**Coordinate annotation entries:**
>>>

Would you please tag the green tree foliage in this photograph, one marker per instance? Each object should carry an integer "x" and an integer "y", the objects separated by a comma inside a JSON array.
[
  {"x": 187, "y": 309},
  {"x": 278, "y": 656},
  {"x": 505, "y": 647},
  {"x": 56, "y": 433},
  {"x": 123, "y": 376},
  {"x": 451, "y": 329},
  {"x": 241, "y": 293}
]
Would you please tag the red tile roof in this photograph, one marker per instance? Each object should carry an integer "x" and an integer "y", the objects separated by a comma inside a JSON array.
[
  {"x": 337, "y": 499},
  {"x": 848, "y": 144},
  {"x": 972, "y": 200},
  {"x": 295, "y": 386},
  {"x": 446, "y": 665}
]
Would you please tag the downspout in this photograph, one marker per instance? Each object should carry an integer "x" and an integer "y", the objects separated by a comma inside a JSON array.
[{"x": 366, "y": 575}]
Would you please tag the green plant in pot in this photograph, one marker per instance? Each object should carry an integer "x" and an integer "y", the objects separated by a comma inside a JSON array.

<<<

Copy out every one of the entries above, word for word.

**EXERCISE ANSWER:**
Would you please tag the green tree foliage in this photograph, one marker per instance? Each object should carry an integer "x" and an integer "y", the objects separated by a comma inside a JSON array.
[
  {"x": 187, "y": 309},
  {"x": 278, "y": 656},
  {"x": 505, "y": 647},
  {"x": 56, "y": 433},
  {"x": 123, "y": 376},
  {"x": 451, "y": 329},
  {"x": 241, "y": 293}
]
Would you please tag the red tile roof in this photograph, one marker per instance? Each object should carry an integer "x" and an integer "y", the objects separated by a comma inside a JSON array.
[
  {"x": 337, "y": 499},
  {"x": 848, "y": 144},
  {"x": 972, "y": 200},
  {"x": 295, "y": 386},
  {"x": 446, "y": 665}
]
Would you please tag the downspout in this photograph, one marker per instance? Each object should carry an integer "x" and an integer "y", the objects separated by a comma inside a JSON array.
[{"x": 366, "y": 575}]
Would you please tag the green plant in pot in this photograph, one marker per instance? Each object should carry an integer "x" and an integer "y", the objects separated by a comma inside a JSON array.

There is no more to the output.